» **Given entries**

↓

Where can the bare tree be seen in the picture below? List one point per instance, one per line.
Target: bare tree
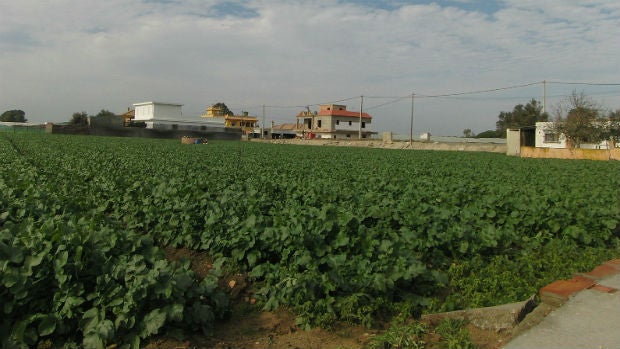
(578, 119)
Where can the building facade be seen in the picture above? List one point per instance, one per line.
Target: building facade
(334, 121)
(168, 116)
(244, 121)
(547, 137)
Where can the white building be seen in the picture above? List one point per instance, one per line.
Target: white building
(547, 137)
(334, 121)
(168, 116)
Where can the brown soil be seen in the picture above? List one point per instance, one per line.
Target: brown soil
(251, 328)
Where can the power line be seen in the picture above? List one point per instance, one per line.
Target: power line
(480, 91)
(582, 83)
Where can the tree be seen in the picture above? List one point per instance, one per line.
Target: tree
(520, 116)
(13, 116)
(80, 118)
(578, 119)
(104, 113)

↑
↓

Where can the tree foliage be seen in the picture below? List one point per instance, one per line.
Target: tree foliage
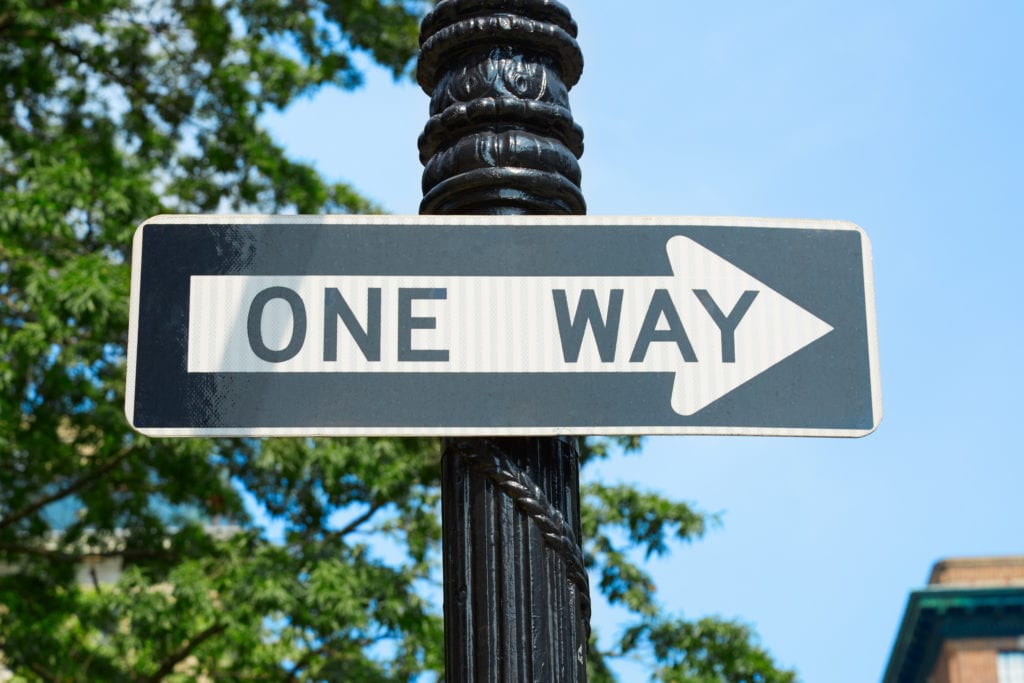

↑

» **Task instructions**
Locate each line in the listing that contains the word "instance" and copy those lines out in full.

» **Written response**
Where can the bare tree be seen in the picture below? List one point per instance, one per line.
Where can the building facade be seen in the picture above? List one point per instance, one per line.
Where can the white building be seen in the picture above? List one point per instance, one per line.
Where can the brown soil be seen in the picture above? List one point per instance, one per line.
Where can the power line be seen in the picture above? List one point per instance, one per line.
Where can the tree be seen in the picture above? List one point per instance, one per line.
Where can the tree foliage be seen in the picture below? List one point per instance, one per line.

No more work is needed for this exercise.